### Source text
EMPLOYMENT APPEAL TRIBUNAL
58 VICTORIA EMBANKMENT, LONDON EC4Y 0DS
             At the Tribunal
             On 31 January 2002

Before

MR RECORDER LANGSTAFF QC

MR P DAWSON OBE

MR B V FITZGERALD MBE



BEST LIMITED APPELLANT

MISS S WARD RESPONDENT


Transcript of Proceedings

JUDGMENT

PRELIMINARY HEARING EX PARTE

© Copyright 2002


    APPEARANCES

     

    For the Appellant MR A HUGHES
    (Representative)
    First Business Support
    Hurstwood House
    Station Court
    Rawtenstall
    Rossendale
    Lancashire
    BB4 6AJ
       


     

    MR RECORDER LANGSTAFF QC

  1. This is an appeal which comes by way of Preliminary Hearing before us. The Employment Tribunal sitting at Leeds gave Extended Reasons promulgated on 21 September 2001 for its award of £17,950.30 at a compensation hearing. There is an appeal which is limited to the issues of remedy, the merits decision being accepted.
  2. We propose to give permission for one aspect of the calculation of compensation to be the subject of further hearing at which the Respondent will be entitled to be represented. Because we shall reject the other grounds of appeal which have been raised we require to set out our reasons for doing so in a little, albeit brief, detail.
  3. The background is that by a reasoned decision promulgated on 4 July 2001 the Employment Tribunal upheld Ms Ward's complaints that she had been discriminated against both on the grounds of her race and her sex. She is a forty seven year old black woman. She made the allegations that the Respondent had treated her less favourably by failing properly to supervise her training for a qualification known as TDLB3 and another known as NVQ2 by removing her trainee group, by denying her access to staff facilities and staff meetings, by appointing another trainee, one Trevor Allen, who was white, to a trainer post without giving her the opportunity to apply for it, by failing properly to address her grievances arising from those matters and by terminating her training contract.

### Information given

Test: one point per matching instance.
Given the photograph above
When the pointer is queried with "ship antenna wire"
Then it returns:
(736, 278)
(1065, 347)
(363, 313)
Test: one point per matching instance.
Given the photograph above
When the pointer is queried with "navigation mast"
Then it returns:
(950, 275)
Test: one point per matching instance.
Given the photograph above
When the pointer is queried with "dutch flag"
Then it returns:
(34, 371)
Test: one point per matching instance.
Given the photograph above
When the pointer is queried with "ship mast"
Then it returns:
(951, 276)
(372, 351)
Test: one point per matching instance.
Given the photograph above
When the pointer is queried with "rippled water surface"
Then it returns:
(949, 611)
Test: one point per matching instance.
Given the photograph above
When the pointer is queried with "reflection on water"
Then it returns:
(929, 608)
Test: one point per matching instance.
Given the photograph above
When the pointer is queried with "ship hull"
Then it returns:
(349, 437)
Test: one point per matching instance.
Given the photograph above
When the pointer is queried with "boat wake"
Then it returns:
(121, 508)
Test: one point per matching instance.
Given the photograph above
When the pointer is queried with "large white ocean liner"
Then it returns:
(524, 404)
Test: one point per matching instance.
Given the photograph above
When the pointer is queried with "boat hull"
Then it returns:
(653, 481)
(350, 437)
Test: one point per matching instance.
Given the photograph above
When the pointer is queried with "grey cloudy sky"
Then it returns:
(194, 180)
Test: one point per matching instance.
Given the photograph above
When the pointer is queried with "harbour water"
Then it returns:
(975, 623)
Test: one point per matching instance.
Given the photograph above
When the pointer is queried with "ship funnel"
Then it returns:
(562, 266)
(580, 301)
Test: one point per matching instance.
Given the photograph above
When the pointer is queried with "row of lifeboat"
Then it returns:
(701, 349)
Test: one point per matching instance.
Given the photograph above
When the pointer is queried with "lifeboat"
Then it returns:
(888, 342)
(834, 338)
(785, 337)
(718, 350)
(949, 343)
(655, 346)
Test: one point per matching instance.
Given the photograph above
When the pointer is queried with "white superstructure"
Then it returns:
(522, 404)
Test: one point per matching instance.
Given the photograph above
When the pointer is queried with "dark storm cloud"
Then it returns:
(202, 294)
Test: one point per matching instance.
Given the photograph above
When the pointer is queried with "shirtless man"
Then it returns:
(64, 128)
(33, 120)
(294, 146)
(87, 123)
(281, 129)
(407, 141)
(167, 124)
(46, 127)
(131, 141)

### To do
- a) Using the judgment, state whether each statement agrees with it: (i) the Employment Tribunal sitting at Leeds made an award of £17,950.30 at a compensation hearing; (ii) the appeal challenges the merits decision; (iii) the reasoned decision upholding Ms Ward's complaints was promulgated on 21 September 2001. Answer yes or no for each and quote the words of the judgment that decide it.
- b) Pick out every line of the rows above that contains the string "ship", and copy each such line in full. Case counts.

### Outputs
- a)
(i) Yes: "The Employment Tribunal sitting at Leeds gave Extended Reasons promulgated on 21 September 2001 for its award of £17,950.30 at a compensation hearing."
(ii) No: "There is an appeal which is limited to the issues of remedy, the merits decision being accepted."
(iii) No: "by a reasoned decision promulgated on 4 July 2001 the Employment Tribunal upheld Ms Ward's complaints"

- b)
When the pointer is queried with "ship antenna wire"
When the pointer is queried with "ship mast"
When the pointer is queried with "ship hull"
When the pointer is queried with "ship funnel"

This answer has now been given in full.